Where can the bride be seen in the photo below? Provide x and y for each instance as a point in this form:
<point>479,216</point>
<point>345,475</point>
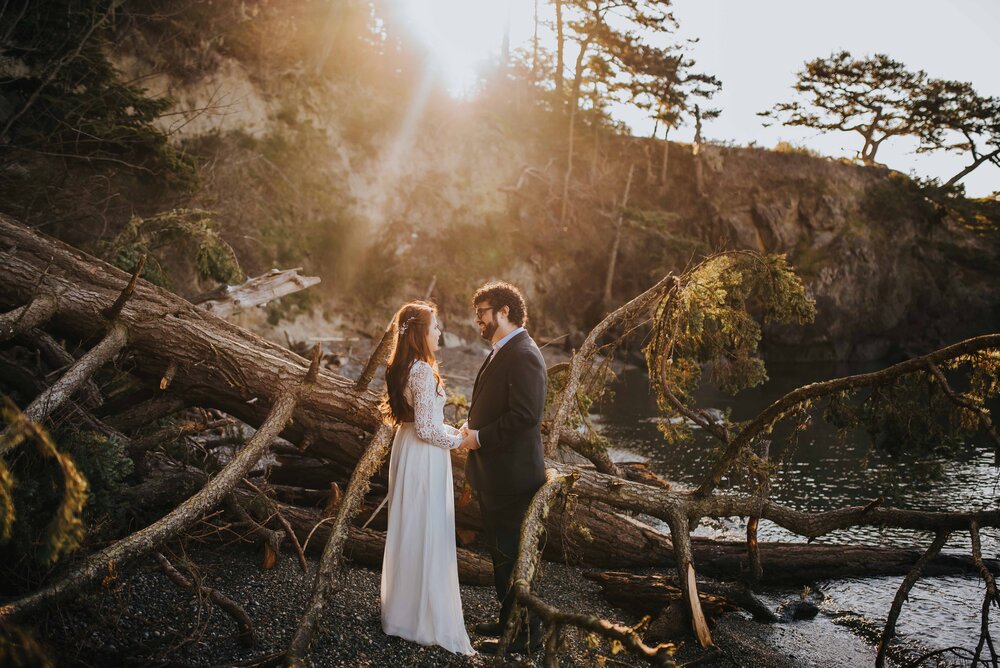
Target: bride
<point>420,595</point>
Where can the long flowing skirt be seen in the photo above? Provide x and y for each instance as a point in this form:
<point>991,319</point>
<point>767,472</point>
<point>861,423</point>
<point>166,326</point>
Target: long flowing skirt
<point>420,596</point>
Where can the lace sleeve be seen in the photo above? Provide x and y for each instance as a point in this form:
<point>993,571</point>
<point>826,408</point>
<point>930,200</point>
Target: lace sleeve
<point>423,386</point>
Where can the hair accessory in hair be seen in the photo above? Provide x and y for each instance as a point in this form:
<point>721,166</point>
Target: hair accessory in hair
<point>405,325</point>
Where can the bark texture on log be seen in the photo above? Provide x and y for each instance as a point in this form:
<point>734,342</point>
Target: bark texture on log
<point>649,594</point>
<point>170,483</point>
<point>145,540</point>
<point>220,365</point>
○ ○ ○ ○ ○ ○ ○
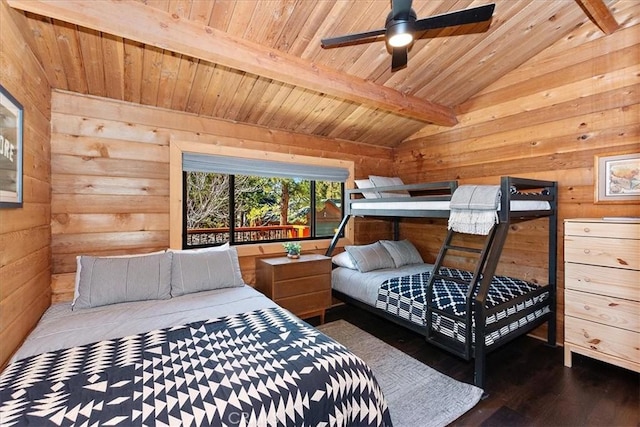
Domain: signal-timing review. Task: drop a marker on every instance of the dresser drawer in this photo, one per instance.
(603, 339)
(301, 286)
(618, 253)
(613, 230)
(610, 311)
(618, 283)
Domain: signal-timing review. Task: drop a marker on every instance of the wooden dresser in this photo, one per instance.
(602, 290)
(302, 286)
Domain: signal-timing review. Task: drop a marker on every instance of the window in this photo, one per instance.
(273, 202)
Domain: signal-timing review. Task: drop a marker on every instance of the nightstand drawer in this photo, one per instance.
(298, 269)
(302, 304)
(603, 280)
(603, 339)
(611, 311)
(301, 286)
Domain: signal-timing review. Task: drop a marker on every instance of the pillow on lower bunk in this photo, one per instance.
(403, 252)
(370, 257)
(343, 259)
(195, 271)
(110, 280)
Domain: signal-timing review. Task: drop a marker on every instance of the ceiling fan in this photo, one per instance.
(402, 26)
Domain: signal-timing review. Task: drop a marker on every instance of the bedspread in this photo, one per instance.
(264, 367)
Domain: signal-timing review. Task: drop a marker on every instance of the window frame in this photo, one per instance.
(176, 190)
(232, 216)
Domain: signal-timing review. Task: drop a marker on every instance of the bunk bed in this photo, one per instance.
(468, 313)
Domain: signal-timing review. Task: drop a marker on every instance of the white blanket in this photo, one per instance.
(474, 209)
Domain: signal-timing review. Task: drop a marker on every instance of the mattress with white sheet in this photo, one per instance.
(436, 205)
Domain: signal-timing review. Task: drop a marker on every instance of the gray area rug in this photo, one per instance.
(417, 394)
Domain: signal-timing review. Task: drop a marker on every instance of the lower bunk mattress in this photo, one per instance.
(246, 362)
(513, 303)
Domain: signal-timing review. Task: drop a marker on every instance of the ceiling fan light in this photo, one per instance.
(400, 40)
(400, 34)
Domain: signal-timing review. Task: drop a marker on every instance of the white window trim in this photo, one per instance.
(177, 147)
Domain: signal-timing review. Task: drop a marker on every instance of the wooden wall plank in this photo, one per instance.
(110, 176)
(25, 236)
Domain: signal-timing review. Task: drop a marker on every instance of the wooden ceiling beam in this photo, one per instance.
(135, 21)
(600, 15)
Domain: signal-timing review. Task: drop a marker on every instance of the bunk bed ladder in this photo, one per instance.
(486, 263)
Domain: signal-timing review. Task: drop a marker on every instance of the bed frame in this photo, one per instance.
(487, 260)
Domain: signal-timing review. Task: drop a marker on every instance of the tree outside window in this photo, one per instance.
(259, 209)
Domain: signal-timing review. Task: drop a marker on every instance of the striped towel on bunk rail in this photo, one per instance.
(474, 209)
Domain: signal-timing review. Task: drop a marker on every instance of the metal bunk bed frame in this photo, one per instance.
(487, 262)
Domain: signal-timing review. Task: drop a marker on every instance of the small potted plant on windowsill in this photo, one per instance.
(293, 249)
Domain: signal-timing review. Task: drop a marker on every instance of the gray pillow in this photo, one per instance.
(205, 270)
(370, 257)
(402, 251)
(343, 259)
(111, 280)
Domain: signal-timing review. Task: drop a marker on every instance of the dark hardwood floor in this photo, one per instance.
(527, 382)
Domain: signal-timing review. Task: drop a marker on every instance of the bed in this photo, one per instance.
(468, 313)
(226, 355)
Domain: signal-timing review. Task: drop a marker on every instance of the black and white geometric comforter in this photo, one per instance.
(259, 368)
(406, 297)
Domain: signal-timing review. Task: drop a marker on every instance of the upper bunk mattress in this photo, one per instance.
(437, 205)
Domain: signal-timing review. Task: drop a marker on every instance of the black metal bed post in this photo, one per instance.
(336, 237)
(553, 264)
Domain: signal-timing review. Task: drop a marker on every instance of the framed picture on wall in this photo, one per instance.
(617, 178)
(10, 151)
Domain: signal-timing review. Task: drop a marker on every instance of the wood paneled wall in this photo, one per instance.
○ ○ ○ ○ ○ ○ ○
REQUIREMENT =>
Collect every line of the material that holds the word "Where" and list those lines verbatim.

RESULT FOR THIS TASK =>
Where can the bride be seen in the photo below? Provide x and y for each instance as a point in this form:
Where can the long flowing skirt be seen in the photo above? Provide x and y for each instance as a point in this form:
Where can the lace sleeve be seen in the photo above? Provide x and y for each instance as a point in this form:
Where can the hair accessory in hair be seen in the photo above? Provide x and y for each instance as a point in this form:
Where can the bark texture on log be seen in the photo above? Provide x and y for each instance as a point in this form:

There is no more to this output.